:: Your assignment ::
Only the lines holding the string "below" are needed; copy each of them from the data.

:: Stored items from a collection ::
╭──

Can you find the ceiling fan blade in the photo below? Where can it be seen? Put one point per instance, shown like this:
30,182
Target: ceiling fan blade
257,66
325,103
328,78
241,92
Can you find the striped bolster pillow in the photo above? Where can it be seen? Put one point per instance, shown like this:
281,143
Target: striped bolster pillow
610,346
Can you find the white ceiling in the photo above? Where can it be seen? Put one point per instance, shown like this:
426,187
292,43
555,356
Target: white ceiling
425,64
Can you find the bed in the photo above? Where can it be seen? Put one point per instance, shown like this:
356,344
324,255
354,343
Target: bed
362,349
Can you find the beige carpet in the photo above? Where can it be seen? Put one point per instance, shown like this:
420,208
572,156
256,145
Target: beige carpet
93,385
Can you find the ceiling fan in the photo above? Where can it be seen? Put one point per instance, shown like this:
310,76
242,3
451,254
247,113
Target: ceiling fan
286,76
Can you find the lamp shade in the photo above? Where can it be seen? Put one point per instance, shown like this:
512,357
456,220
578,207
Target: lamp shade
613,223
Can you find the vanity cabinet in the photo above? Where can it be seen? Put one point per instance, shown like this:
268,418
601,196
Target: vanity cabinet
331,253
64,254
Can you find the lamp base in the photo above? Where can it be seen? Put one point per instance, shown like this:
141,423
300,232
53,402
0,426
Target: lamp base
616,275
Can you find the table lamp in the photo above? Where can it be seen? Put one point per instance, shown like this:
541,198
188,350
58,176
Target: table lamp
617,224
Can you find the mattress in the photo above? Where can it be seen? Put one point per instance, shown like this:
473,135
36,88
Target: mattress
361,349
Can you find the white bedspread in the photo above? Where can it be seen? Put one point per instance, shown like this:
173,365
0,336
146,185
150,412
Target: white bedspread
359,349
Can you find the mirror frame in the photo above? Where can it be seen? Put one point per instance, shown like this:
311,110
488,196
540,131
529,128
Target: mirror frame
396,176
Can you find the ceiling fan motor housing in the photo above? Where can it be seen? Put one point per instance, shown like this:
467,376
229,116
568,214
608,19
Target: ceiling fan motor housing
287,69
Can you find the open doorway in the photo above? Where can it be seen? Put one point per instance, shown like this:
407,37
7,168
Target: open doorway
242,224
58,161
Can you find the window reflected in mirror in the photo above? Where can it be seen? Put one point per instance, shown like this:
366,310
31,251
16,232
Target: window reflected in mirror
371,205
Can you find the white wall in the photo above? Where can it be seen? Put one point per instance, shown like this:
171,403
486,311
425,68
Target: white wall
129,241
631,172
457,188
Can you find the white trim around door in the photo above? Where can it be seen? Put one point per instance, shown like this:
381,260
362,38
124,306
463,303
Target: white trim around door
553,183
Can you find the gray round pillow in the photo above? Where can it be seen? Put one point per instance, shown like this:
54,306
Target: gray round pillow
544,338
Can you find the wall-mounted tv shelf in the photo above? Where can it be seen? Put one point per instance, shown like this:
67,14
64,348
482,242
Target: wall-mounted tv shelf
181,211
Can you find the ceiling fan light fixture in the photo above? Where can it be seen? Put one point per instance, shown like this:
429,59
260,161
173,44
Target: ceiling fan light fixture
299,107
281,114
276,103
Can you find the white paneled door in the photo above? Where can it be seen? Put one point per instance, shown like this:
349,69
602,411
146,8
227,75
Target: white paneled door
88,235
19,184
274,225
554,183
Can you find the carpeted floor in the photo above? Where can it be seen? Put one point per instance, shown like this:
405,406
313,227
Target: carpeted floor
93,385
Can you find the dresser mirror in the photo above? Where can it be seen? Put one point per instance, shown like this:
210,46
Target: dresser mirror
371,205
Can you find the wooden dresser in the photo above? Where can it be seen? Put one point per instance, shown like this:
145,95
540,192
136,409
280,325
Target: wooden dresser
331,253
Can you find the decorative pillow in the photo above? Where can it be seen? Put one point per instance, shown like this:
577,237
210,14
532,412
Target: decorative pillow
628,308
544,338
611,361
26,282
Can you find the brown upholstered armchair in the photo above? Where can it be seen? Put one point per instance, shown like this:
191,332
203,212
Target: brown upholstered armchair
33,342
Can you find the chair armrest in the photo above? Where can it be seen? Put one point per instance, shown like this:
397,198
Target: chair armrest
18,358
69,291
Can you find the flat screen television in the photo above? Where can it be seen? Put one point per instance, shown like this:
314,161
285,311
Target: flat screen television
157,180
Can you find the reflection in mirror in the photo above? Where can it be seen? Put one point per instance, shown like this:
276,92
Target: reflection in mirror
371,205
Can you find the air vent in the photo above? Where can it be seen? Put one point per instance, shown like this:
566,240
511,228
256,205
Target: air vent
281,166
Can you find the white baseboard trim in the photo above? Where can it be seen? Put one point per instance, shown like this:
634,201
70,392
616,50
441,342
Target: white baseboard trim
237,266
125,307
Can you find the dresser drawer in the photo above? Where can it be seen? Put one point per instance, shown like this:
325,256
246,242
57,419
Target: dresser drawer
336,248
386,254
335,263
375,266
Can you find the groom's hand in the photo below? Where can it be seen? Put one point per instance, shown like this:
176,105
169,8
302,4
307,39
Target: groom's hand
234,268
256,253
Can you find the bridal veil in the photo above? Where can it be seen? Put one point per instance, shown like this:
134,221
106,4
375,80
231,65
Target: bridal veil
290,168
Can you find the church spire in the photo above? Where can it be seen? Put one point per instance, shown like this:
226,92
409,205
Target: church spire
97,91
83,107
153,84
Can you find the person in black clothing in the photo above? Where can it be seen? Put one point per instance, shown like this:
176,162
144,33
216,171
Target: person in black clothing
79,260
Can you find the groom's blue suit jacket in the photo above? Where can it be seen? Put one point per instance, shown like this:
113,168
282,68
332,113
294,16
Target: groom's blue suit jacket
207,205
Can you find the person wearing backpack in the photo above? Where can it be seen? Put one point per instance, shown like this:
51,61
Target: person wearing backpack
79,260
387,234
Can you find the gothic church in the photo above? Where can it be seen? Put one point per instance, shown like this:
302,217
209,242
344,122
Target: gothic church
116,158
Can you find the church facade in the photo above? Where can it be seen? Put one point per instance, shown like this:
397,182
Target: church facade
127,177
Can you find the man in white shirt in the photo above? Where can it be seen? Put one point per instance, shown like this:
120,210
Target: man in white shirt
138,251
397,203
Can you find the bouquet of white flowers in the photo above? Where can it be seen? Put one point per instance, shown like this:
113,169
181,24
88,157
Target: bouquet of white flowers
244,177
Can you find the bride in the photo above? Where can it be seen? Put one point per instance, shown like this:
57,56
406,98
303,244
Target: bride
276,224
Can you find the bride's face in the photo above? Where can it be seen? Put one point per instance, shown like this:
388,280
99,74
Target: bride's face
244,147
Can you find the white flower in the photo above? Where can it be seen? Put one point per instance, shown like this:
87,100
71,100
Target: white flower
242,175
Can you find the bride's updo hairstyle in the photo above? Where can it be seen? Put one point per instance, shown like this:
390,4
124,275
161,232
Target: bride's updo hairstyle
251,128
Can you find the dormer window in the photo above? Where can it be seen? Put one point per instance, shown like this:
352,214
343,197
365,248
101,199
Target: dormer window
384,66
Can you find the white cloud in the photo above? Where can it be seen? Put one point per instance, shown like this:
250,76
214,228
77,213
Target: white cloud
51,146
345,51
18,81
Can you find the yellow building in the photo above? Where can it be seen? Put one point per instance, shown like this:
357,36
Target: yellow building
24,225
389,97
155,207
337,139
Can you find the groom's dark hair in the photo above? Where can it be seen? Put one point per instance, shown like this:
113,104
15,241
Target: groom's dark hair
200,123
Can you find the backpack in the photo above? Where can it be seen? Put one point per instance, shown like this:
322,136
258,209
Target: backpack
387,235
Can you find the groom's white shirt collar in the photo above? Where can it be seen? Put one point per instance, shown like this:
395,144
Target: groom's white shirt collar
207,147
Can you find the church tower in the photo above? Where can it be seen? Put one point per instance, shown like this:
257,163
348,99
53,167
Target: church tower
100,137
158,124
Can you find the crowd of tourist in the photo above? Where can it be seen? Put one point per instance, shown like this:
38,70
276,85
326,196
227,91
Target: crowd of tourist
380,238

╰──

:: Task response ::
Can you find the ceiling fan blade in the photo below? Where can it be seen? Put one point per instance, shown like this:
Can you find the groom's hand in the photo below? Where can it be seen? Put one point per instance, shown like this:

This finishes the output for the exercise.